>> begin DATA ENTRIES

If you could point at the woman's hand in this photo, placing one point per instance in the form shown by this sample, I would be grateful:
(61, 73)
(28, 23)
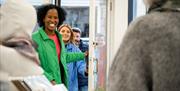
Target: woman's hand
(86, 53)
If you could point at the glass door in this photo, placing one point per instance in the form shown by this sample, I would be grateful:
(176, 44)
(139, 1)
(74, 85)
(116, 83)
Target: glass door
(98, 47)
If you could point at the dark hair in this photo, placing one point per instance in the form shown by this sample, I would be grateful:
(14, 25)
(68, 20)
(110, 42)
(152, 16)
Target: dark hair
(43, 9)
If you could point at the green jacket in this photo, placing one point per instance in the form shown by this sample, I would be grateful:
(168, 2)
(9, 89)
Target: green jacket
(46, 49)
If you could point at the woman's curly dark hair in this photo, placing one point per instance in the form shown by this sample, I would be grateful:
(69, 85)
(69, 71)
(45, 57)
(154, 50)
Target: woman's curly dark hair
(43, 9)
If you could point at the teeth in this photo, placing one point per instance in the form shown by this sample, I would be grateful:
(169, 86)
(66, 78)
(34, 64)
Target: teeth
(52, 25)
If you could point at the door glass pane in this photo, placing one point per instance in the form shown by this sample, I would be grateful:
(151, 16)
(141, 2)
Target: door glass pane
(101, 48)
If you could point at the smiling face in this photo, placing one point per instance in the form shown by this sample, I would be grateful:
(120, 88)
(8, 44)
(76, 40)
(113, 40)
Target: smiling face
(66, 34)
(51, 20)
(77, 37)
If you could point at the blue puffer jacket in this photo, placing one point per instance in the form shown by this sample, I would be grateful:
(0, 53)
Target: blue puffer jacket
(75, 69)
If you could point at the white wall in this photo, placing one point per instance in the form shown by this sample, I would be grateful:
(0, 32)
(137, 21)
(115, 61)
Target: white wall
(118, 22)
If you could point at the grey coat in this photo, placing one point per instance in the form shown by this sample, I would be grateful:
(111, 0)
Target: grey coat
(149, 56)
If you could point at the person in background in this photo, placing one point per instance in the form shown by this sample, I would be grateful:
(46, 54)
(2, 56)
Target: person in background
(75, 69)
(83, 81)
(51, 49)
(77, 38)
(149, 56)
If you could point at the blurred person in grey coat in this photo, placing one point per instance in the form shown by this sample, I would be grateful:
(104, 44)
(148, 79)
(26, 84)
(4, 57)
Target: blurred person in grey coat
(149, 56)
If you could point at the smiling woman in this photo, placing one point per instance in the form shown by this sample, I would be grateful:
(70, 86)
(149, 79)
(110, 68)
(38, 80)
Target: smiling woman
(51, 49)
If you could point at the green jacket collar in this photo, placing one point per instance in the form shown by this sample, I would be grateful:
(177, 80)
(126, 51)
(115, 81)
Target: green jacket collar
(45, 36)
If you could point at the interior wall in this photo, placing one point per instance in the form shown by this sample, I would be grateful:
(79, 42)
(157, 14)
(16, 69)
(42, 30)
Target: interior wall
(118, 19)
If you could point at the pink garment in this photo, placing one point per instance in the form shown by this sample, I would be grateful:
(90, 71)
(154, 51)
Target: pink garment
(57, 43)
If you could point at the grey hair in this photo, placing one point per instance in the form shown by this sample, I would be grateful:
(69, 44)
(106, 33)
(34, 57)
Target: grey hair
(151, 4)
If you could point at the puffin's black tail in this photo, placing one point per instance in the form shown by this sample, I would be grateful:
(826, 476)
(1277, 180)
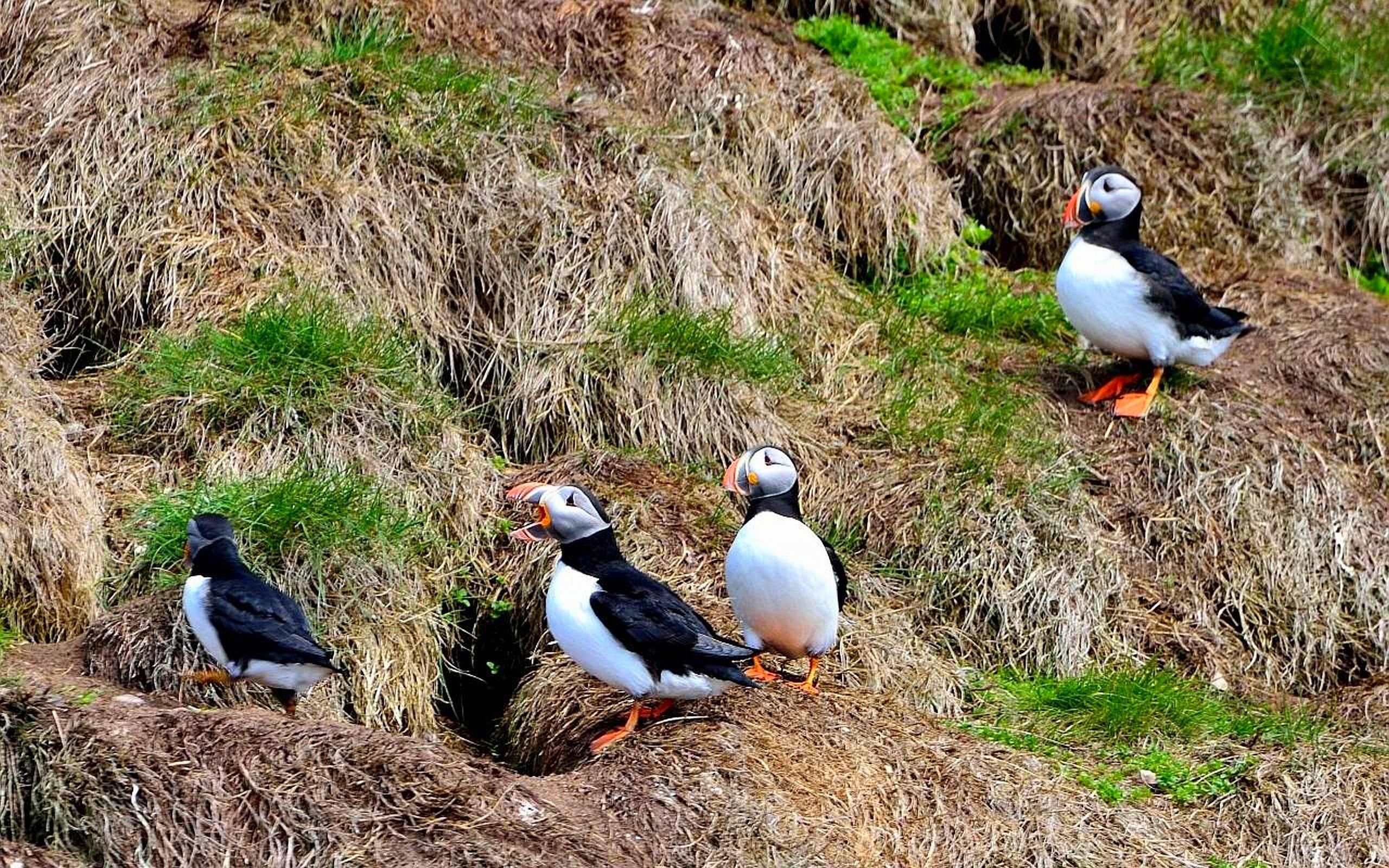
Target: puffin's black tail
(1237, 327)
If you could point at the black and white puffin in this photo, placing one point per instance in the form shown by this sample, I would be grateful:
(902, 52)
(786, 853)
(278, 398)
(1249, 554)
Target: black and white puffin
(254, 631)
(1129, 301)
(619, 624)
(787, 584)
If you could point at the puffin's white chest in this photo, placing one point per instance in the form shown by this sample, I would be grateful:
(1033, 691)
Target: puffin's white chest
(195, 609)
(782, 586)
(1106, 301)
(584, 638)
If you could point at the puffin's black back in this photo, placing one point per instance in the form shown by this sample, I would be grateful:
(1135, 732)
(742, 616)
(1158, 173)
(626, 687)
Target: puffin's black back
(253, 620)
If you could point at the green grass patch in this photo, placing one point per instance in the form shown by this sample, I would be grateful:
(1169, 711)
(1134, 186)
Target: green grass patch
(303, 512)
(366, 68)
(705, 343)
(281, 366)
(1372, 276)
(1130, 733)
(1298, 49)
(958, 331)
(896, 74)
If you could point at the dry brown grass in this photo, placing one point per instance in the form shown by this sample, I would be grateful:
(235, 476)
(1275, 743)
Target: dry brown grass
(277, 794)
(1098, 41)
(1214, 181)
(759, 777)
(1249, 507)
(52, 539)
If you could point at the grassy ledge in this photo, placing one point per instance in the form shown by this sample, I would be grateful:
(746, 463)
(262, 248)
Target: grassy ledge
(282, 366)
(302, 512)
(367, 68)
(898, 75)
(958, 334)
(1299, 49)
(1130, 735)
(703, 343)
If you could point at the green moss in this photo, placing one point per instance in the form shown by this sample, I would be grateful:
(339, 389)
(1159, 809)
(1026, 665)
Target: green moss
(896, 74)
(303, 510)
(284, 365)
(1107, 728)
(370, 74)
(1298, 49)
(1372, 276)
(705, 343)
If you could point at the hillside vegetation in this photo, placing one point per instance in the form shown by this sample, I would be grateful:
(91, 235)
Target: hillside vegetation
(346, 270)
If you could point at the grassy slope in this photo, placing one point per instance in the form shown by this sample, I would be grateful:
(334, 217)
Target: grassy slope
(960, 490)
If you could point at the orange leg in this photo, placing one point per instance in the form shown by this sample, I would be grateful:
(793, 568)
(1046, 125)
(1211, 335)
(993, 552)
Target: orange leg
(757, 673)
(651, 714)
(809, 685)
(1112, 390)
(621, 732)
(210, 677)
(1137, 403)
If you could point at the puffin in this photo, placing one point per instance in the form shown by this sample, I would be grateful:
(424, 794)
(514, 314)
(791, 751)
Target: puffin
(1130, 301)
(785, 582)
(621, 626)
(252, 629)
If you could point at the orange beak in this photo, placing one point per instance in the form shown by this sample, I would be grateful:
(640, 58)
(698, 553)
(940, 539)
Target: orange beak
(520, 492)
(1068, 217)
(731, 477)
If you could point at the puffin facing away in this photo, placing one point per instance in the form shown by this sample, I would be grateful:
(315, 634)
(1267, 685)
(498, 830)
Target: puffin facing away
(785, 582)
(254, 631)
(1130, 301)
(619, 624)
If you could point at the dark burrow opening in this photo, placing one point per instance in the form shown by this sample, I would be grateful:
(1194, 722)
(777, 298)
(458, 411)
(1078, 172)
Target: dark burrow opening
(1005, 36)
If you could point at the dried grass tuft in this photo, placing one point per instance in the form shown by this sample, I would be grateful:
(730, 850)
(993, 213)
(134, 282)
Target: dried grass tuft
(52, 538)
(1214, 181)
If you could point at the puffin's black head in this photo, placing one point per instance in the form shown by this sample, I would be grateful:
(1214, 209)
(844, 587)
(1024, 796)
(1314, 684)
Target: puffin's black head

>> end DATA ENTRIES

DIRECTIVE >> Write out the full listing verbatim, excluding its pictures.

OUTPUT >>
If you could point at the woman's hand in this photo, placing one point per instance in the form shown by this sample, I would be grateful:
(61, 73)
(28, 23)
Target: woman's hand
(86, 53)
If you could point at the glass door in this photo, placing one point per instance in the form shown by this sample, I would be grateful:
(176, 44)
(139, 1)
(74, 85)
(116, 83)
Target: glass door
(98, 47)
If you could point at the dark hair in this photo, placing one point per instance in the form shown by this sample, I would be grateful:
(14, 25)
(68, 20)
(110, 42)
(152, 16)
Target: dark hair
(43, 9)
If you could point at the green jacket in this photo, placing one point per instance in the form shown by this sample, I would be grateful:
(168, 2)
(9, 89)
Target: green jacket
(46, 49)
If you could point at the woman's curly dark hair in this photo, placing one point per instance in the form shown by this sample, I would be grateful:
(69, 85)
(69, 71)
(45, 57)
(154, 50)
Target: woman's curly dark hair
(43, 9)
If you could point at the teeth in this photo, placing one point per instance in the form shown by this sample, I would be grateful:
(169, 86)
(66, 78)
(34, 64)
Target: teeth
(52, 25)
If you could point at the door glass pane in this photo, placing one point per instance in the form shown by this sample, I would be grateful:
(151, 16)
(141, 2)
Target: door glass pane
(101, 48)
If you could point at the smiling face in this photo, placing one point per instance in the form shown by this sample, I would be grateful:
(120, 88)
(8, 44)
(76, 40)
(113, 40)
Target: smiling face
(66, 34)
(51, 20)
(77, 37)
If you could point at the blue puffer jacket in this photo, placing one point per instance in the form shown by this sample, I would be grateful:
(0, 53)
Target: blue puffer jacket
(75, 69)
If you could point at the white wall in this photo, placing one point per instance in the form shown by this sample, I would be grateful:
(0, 32)
(137, 21)
(115, 61)
Target: white wall
(118, 22)
If you could point at the grey coat in this photo, placing one point per instance in the form shown by this sample, I would be grateful:
(111, 0)
Target: grey coat
(149, 56)
If you could point at the person in background in this photo, placing one point per instance in the form shown by this sample, I would be grateful:
(46, 54)
(2, 56)
Target: person in background
(75, 69)
(83, 81)
(51, 49)
(77, 38)
(149, 56)
If you could point at the blurred person in grey coat in this photo, placing one point per instance in the form shown by this sample, I would be grateful:
(104, 44)
(148, 79)
(26, 84)
(4, 57)
Target: blurred person in grey coat
(149, 56)
If you could point at the smiling woman in this photo, placing one point per instance in the form shown by this sample, I would be grateful:
(70, 86)
(149, 79)
(110, 68)
(38, 80)
Target: smiling woman
(51, 49)
If you could point at the green jacket collar in this photo, placing one point per instance in the form shown by this sample, I would be grateful:
(177, 80)
(126, 51)
(115, 81)
Target: green jacket collar
(45, 36)
If you could point at the interior wall in this photo, placing one point per instance in the form shown by this sample, I would be grateful:
(79, 42)
(157, 14)
(16, 69)
(42, 30)
Target: interior wall
(118, 19)
If you could point at the pink garment in this photo, placing one point per instance in the form shown by this sample, I would be grateful:
(90, 71)
(154, 51)
Target: pink garment
(57, 43)
If you could point at the grey hair in this photo, placing one point per instance in the form shown by this sample, I would be grateful:
(69, 44)
(106, 33)
(34, 57)
Target: grey hair
(151, 4)
If you could point at the puffin's black tail in this photo, placing one point per instance in the form shown by this sample, I would be grateful:
(826, 476)
(1277, 180)
Target: puffin's black tail
(1237, 327)
If you could point at the black and white puffin in this photo, placing one point per instance in the form shown by this sample, I would be grateful:
(902, 52)
(786, 853)
(278, 398)
(1249, 554)
Target: black and white puffin
(254, 631)
(1129, 301)
(619, 624)
(787, 584)
If you could point at the puffin's white chest in this photo, placing one point per instance in the form shown by this sample, I would be grateful:
(1033, 691)
Target: puffin's white chest
(195, 609)
(782, 586)
(1106, 301)
(584, 638)
If you could point at the puffin's black back in this photo, placing one point per instance in the form shown by this sample, I would be grateful:
(1135, 732)
(742, 616)
(1158, 173)
(626, 687)
Target: puffin's black back
(253, 620)
If you could point at the green grass patch in this photo, placing one point per instance in the form shown by this sample, I would be grateful:
(1169, 711)
(1134, 186)
Target: green grass patch
(303, 512)
(366, 68)
(705, 343)
(281, 366)
(1372, 276)
(1130, 733)
(1298, 49)
(958, 331)
(896, 74)
If you could point at the dry brown grass in this photo, placing one point per instance in the form shown by this sample, I would be grateful:
(235, 476)
(1275, 743)
Target: dry brown grass
(277, 794)
(1098, 41)
(1214, 181)
(759, 777)
(1249, 507)
(52, 539)
If you could point at the grassy ledge in this photo, placing one point per instance in the form shown by this sample, I would be grateful:
(746, 463)
(262, 248)
Target: grassy ledge
(282, 366)
(302, 512)
(367, 68)
(898, 75)
(958, 334)
(1299, 49)
(1130, 735)
(703, 343)
If you could point at the green moss in this photo, placing one point per instance in the form shown by this sample, I would be grateful:
(339, 389)
(1159, 809)
(1026, 665)
Target: green moss
(896, 74)
(303, 510)
(284, 365)
(1107, 728)
(370, 74)
(1298, 49)
(1372, 276)
(705, 343)
If you could point at the hillside vegetation in this photo, placing one point per instance in the form shown by this sample, I would be grateful:
(91, 235)
Target: hillside vegetation
(346, 270)
If you could point at the grassy slope in this photo, placing one point per instance in the form shown by this sample, I would be grateful:
(334, 217)
Target: grassy slope
(960, 490)
If you could point at the orange leg in this photo, placing one point per instance in the form shown by this sample, I would be grateful:
(793, 568)
(1046, 125)
(1211, 335)
(993, 552)
Target: orange leg
(757, 673)
(651, 714)
(809, 685)
(1112, 390)
(621, 732)
(210, 677)
(1137, 403)
If you could point at the puffin in this photo, placing one point per instance in the form shown by this sample, I would be grateful:
(424, 794)
(514, 314)
(791, 751)
Target: puffin
(1130, 301)
(785, 582)
(621, 626)
(252, 629)
If you could point at the orange beak in this photo, placing one point per instance in the form shown by this sample, I would be grateful:
(640, 58)
(698, 553)
(940, 539)
Target: orange beak
(520, 492)
(1068, 217)
(731, 477)
If you could point at the puffin facing away in this photo, placing one point per instance in the form shown by this sample, I would be grateful:
(315, 634)
(1267, 685)
(498, 830)
Target: puffin facing away
(785, 582)
(254, 631)
(1130, 301)
(619, 624)
If you could point at the dark burrow opening in this photo, placing one point per instance in the form shown by this sample, I would be grateful:
(1194, 722)
(777, 298)
(458, 411)
(1078, 172)
Target: dark burrow opening
(1005, 36)
If you could point at the dried grass tuft in this photo, placing one point per instance in the form shown by this sample, I would be grateful:
(730, 850)
(993, 213)
(134, 282)
Target: dried grass tuft
(52, 538)
(1214, 181)
If you could point at the puffin's black head in this photo, placing one point per instance in the form shown by this sample, I would be grateful:
(1214, 209)
(844, 587)
(1024, 796)
(1314, 684)
Target: puffin's black head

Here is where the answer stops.